Monthly Archives: April 2022

Three shorts – writing prompt

Credit: Mammiya via PIxabay


1
I discovered Pome only a couple of months ago and am enjoying the poems very much: an interesting range and they are short, even very short. As I understand it, Matthew (Matt) Ogle originally posted the poems some years ago and the project has restarted via Tiny Letter.


Here is an Issa haiku, translated by Robert Hass. Since I am a paid-up member of the Society for the Prevention of Cruelty to House Dust, it speaks to me …


Don’t worry, spiders,
I keep house
casually

2
Monostich – a poem or epigram of one single line. The title is important and may be long, longer even than the poem. My recent example from a course I’m doing:


While it rained, we went out and put the poster on trees and lamp posts in the neighbourhood


It needs heart and courage (lebh in Hebrew) to wear a pochet with conviction.

::::

- **List of tasks**:
• 1. Answer these questions from the post about short poems:
(a) Who translated the Issa haiku?
(b) How does the post define a monostich?
(c) Through what service has the Pome project restarted?
• 2. Carry on the post about short poems from its last sentence.
The rows after this point are separate material, unrelated to the post about short poems.

::::

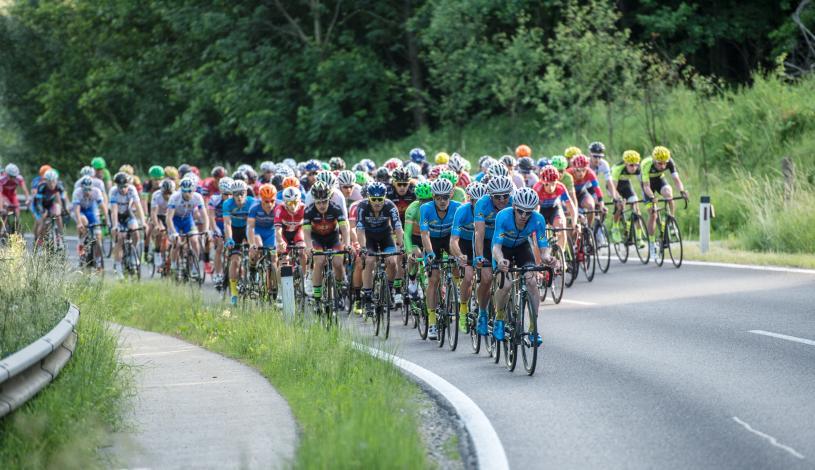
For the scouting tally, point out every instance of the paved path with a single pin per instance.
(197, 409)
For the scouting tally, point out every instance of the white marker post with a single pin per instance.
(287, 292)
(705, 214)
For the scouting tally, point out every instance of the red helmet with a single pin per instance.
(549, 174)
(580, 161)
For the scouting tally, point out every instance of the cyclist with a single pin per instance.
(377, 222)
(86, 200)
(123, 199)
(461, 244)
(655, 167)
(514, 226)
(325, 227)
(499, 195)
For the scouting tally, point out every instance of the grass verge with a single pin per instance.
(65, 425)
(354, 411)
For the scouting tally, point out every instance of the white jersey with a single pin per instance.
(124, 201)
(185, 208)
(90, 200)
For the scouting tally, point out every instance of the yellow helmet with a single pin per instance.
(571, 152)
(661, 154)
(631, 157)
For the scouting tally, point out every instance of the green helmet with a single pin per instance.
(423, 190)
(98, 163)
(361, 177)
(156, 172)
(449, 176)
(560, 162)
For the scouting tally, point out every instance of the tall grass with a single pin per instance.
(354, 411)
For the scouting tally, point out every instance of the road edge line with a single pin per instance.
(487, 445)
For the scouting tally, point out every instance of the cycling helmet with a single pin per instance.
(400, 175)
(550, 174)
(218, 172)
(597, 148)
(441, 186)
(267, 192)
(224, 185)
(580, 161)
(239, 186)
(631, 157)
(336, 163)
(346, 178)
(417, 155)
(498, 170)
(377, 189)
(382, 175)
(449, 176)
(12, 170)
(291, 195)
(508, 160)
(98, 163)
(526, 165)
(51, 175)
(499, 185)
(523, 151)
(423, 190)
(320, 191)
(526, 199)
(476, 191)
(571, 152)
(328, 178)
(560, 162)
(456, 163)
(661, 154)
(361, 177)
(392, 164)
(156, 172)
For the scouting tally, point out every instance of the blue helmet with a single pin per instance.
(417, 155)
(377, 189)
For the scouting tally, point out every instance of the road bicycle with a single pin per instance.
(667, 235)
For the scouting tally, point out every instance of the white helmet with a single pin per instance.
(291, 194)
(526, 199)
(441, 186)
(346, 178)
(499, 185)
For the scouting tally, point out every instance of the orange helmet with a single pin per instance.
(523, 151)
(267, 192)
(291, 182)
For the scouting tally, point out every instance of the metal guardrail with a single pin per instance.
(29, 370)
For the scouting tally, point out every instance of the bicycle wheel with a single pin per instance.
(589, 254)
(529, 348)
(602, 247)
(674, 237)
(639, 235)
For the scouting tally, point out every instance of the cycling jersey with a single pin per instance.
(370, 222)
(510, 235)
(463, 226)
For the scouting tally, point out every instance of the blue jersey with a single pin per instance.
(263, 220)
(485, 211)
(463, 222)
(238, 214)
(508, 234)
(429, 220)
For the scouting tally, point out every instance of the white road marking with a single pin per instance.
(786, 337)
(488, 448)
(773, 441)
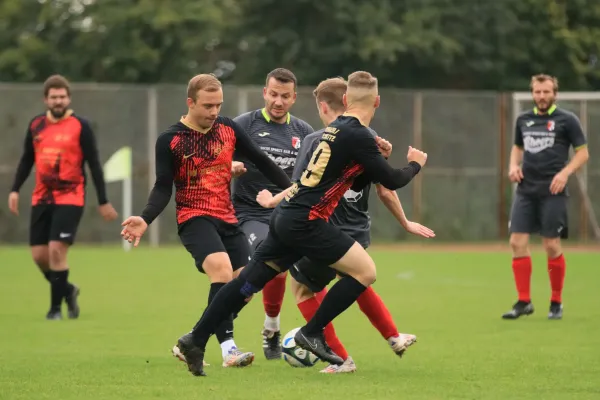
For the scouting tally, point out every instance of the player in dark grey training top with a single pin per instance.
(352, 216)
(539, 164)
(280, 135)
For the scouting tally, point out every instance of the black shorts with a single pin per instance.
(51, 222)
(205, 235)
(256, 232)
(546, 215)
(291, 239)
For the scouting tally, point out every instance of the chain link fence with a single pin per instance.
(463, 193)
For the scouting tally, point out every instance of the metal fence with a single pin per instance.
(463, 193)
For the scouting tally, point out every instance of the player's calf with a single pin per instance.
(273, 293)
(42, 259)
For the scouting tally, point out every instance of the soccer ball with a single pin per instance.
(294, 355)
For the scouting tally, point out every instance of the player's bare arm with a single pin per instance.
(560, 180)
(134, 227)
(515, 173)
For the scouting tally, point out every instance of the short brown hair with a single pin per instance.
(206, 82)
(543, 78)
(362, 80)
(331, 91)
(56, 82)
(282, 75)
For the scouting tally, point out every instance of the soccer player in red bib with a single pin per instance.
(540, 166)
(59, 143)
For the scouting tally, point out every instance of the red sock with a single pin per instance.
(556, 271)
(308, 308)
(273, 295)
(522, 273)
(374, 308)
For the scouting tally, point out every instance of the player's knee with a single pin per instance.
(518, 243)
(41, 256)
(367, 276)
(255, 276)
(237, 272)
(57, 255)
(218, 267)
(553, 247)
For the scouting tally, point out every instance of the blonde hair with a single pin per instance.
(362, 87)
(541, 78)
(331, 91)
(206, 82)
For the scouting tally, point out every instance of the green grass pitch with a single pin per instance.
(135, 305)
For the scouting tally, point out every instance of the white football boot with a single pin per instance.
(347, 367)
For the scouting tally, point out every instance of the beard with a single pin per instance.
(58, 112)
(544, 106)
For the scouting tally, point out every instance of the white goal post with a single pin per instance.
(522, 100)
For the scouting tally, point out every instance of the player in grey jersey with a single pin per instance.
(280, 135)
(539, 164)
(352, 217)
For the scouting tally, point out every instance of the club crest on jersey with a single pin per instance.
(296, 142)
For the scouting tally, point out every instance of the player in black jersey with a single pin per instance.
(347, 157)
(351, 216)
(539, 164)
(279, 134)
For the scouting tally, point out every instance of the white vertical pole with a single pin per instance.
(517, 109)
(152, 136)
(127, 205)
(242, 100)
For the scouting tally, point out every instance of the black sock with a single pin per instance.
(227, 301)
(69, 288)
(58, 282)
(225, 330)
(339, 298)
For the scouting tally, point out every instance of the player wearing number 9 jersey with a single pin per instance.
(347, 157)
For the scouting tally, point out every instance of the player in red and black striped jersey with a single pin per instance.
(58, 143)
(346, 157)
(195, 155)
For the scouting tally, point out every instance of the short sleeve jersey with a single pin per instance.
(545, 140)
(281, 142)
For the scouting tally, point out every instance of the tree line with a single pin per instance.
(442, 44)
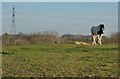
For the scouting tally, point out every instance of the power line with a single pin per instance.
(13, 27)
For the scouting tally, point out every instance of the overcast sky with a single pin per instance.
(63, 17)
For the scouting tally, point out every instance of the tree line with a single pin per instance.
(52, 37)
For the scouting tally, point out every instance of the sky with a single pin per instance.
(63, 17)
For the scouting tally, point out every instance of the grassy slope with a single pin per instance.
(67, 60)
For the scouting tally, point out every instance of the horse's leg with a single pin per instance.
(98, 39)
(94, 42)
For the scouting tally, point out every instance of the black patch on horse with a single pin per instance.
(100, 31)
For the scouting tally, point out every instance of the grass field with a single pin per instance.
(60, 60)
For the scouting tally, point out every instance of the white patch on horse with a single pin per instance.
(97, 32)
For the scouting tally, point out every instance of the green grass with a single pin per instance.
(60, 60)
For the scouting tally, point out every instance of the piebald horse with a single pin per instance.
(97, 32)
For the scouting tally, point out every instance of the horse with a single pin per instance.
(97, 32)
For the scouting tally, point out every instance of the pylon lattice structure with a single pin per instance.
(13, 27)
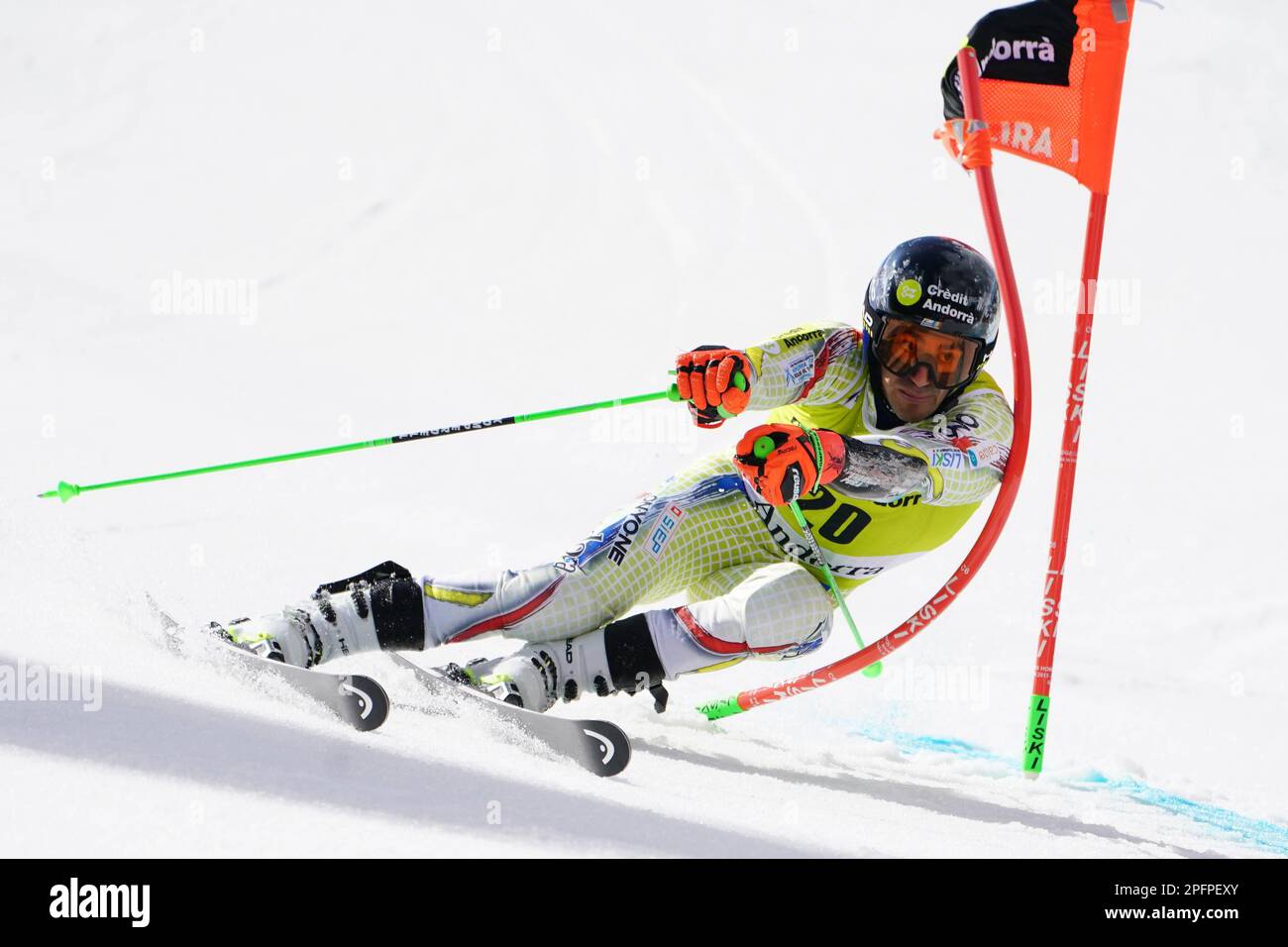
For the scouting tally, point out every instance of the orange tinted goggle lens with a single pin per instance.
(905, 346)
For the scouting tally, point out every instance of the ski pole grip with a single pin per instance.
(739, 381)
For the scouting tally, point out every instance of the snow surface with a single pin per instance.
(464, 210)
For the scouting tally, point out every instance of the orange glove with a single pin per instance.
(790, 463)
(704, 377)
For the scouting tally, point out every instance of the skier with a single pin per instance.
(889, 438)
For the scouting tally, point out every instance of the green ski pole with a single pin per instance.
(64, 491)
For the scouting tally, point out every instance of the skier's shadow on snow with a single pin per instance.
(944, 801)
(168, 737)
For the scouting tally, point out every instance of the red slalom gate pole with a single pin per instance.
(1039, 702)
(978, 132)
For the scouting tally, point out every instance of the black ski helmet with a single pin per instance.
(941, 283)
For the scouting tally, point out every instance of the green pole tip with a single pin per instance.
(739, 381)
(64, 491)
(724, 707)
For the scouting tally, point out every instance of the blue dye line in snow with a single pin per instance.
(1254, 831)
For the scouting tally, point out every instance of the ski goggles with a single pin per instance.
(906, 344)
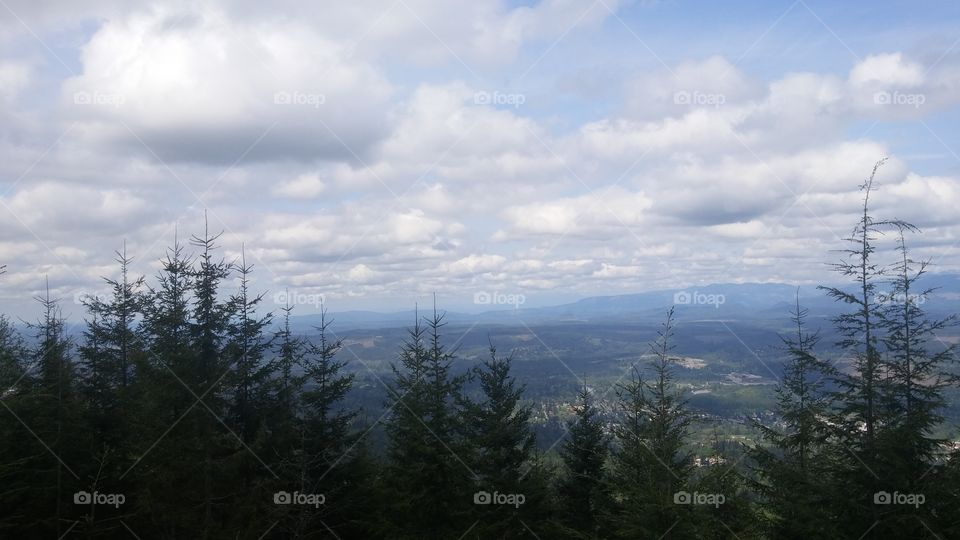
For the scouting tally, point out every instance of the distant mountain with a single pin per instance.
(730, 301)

::::

- **Answers by item**:
• 1.
(a) Robert Hass
(b) A poem or epigram of one single line
(c) Tiny Letter

• 2.
3
Here is a short poem by Carl Tomlinson from his Changing Places. It has a haiku-like quality. Carl is the May guest poet. I look forward to sharing more of his poems with you then.

August


All along the bridleway
some kind of rain
is trying to shake off the wind.
The land feels thinned.

Perfectly eggspressed: Easter brunch

A great many thanks to my fellow poets who responded splendidly on Facebook to the George Perec ‘e’ challenge. It’s a feast. I hope you enjoy the selection. I send them and you warm Easter greetings.

Steve Smythe:
Send me every gem she ever kept.
Steve Smythe:
Beef, beer, weed: perfect.
Helen Kay:
Helen expects eleven eggs every week. 
Sarah L Dixon:
Every beret fells seven men even when they tend seeds, mend fences, then recede. End.
Steve Smythe:
Best strengthen the steel sheep  pen
Hannah Mackay:
Chew seven spelt seeds. Renew every few weeks.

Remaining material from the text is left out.